### [Study material]
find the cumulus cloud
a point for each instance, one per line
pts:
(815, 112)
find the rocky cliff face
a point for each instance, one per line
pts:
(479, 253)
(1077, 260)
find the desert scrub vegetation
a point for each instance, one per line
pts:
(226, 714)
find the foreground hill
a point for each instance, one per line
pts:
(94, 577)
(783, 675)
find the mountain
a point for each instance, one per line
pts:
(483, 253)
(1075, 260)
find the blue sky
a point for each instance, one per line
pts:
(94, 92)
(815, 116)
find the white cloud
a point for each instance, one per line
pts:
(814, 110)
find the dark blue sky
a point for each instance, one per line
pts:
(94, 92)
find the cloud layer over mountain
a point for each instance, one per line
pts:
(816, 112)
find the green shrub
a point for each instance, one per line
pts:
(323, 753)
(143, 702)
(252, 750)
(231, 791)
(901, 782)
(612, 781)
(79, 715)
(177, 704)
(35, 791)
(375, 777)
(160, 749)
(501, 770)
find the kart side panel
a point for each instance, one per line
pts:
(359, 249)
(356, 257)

==

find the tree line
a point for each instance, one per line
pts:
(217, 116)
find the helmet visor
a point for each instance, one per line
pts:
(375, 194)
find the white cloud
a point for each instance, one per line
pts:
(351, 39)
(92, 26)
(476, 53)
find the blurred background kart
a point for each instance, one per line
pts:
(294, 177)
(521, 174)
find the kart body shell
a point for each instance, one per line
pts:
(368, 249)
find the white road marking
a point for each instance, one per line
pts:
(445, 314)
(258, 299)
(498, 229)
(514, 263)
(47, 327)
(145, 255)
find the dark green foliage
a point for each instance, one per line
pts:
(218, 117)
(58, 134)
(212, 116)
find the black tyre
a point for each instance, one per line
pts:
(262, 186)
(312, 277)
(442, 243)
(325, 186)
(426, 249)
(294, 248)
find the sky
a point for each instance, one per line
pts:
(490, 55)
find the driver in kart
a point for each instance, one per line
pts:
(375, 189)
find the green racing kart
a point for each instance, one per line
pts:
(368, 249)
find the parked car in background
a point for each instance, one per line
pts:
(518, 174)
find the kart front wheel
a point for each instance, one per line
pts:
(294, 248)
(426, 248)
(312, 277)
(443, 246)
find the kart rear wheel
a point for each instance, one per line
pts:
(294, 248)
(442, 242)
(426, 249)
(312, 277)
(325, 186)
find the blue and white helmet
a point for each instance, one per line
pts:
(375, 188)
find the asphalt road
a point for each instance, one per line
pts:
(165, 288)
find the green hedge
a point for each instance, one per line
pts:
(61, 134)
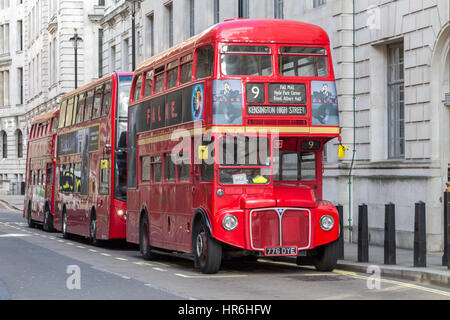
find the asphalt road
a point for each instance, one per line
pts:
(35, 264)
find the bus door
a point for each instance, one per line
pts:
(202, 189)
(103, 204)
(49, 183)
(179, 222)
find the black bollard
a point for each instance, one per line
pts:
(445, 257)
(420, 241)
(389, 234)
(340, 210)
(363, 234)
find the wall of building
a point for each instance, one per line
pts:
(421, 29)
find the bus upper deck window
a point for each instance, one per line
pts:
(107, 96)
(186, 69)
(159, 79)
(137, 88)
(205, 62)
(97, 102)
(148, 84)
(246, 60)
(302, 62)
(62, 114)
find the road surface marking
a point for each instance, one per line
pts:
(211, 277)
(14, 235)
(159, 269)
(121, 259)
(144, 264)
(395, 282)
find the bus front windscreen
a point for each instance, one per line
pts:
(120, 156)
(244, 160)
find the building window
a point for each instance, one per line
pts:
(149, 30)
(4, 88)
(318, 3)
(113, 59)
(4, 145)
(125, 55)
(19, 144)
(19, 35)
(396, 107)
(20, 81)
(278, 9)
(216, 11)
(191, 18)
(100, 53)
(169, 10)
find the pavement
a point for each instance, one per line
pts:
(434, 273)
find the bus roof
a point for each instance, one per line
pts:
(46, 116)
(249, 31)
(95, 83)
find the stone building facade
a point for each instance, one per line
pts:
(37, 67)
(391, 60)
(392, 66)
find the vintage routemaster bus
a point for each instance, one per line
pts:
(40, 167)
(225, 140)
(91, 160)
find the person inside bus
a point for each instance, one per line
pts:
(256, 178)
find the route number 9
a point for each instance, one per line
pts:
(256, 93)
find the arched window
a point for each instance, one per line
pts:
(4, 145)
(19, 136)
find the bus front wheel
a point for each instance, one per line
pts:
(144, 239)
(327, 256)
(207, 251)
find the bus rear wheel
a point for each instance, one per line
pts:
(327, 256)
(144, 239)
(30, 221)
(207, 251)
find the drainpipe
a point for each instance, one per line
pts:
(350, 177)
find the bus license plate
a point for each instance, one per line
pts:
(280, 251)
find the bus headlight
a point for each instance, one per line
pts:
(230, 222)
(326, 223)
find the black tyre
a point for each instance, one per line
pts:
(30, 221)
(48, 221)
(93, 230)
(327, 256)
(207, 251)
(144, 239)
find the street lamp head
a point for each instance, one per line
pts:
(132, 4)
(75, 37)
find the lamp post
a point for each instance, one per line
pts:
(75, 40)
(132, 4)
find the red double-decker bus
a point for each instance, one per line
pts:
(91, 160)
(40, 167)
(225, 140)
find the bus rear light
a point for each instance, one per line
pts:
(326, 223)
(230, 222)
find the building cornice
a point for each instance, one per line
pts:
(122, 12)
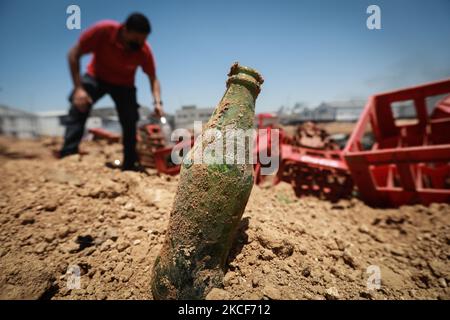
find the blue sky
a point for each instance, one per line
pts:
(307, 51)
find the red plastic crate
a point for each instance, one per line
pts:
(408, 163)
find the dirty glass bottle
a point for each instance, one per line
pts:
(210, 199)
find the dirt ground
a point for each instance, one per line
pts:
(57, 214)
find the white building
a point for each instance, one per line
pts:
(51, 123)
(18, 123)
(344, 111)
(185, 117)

### [Description of the task]
All lines of the records above that carry the word "road" should be listed.

### [The completed task]
find the white road marking
find the asphalt road
find the asphalt road
find the road surface marking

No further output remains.